Please write out each of the entries below line for line, changing nothing.

** START Data listing **

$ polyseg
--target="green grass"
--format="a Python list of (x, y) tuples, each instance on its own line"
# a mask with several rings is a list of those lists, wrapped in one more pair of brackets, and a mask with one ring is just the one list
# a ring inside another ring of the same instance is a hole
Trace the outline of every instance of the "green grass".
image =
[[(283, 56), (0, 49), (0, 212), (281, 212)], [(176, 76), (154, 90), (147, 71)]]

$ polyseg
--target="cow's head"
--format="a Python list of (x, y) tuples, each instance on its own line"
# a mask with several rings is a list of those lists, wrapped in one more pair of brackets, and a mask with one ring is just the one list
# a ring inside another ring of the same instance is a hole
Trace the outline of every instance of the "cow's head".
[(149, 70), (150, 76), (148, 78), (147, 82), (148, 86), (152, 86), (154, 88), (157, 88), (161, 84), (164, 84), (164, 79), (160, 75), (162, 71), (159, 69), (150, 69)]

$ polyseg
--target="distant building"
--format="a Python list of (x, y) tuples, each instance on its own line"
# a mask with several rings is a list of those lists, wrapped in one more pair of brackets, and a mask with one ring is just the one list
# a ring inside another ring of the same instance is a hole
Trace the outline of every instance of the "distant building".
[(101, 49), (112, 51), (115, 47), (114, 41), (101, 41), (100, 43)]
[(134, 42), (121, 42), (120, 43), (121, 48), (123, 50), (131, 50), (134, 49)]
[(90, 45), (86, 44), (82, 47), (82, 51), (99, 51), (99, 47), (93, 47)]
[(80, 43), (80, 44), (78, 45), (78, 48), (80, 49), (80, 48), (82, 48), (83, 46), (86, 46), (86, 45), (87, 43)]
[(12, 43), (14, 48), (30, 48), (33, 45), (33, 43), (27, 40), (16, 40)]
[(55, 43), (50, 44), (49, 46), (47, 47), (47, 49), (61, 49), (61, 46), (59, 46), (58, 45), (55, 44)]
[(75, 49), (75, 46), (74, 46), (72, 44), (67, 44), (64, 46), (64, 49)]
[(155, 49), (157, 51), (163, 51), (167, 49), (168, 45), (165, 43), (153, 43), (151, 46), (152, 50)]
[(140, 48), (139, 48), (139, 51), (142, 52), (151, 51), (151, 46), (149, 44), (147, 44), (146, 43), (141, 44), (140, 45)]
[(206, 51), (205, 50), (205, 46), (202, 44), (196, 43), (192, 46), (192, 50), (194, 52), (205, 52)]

** END Data listing **

*Result:*
$ polyseg
--target="green grass"
--format="a Python list of (x, y) tuples, each instance on its own line"
# a mask with several rings is a list of those lists, wrapped in one more pair of brackets, and a mask with one ring is just the one list
# a ring inside another ring of the same instance is a hole
Trace the outline of every instance of the "green grass".
image =
[[(283, 56), (0, 49), (0, 212), (281, 212)], [(176, 76), (154, 90), (147, 71)]]

$ polyseg
--target="cow's head"
--format="a Python list of (x, y) tuples, each instance on its own line"
# a mask with several rings is a list of those lists, wrapped in one more pair of brackets, and a mask with one ring is just the one list
# a ring inside another ring of the same instance is a hole
Trace the outline of every instance of the "cow's head".
[(149, 70), (150, 76), (148, 78), (147, 82), (148, 86), (152, 86), (154, 88), (157, 88), (161, 84), (164, 84), (164, 79), (160, 75), (162, 71), (159, 69), (150, 69)]

$ polyseg
--target="distant building"
--format="a Python list of (x, y) tuples, each instance on its own line"
# a mask with several rings is a list of those lists, wrapped in one more pair of brackets, and a mask with one ring is just the one list
# a ring inside another ring of the same instance is a hole
Trace the outline of every instance of the "distant building".
[(101, 49), (112, 51), (115, 47), (114, 41), (101, 41), (100, 43)]
[(134, 42), (121, 42), (120, 43), (121, 48), (123, 50), (131, 50), (134, 49)]
[(90, 45), (86, 44), (82, 47), (82, 51), (99, 51), (99, 47), (93, 47)]
[(80, 43), (80, 44), (78, 45), (78, 48), (80, 49), (80, 48), (82, 48), (83, 46), (86, 46), (86, 45), (87, 43)]
[(12, 43), (14, 48), (30, 48), (33, 45), (33, 43), (27, 40), (16, 40)]
[(55, 43), (50, 44), (49, 46), (47, 47), (47, 49), (61, 49), (61, 46), (59, 46), (58, 45), (55, 44)]
[(75, 49), (75, 46), (74, 46), (72, 44), (67, 44), (64, 46), (64, 49)]
[(155, 49), (157, 51), (163, 51), (167, 49), (168, 45), (165, 43), (153, 43), (151, 46), (152, 50)]
[(140, 48), (139, 48), (139, 51), (142, 52), (151, 51), (151, 46), (149, 44), (147, 44), (146, 43), (141, 44), (140, 45)]
[(206, 51), (205, 50), (205, 46), (202, 44), (196, 43), (192, 46), (192, 50), (194, 52), (205, 52)]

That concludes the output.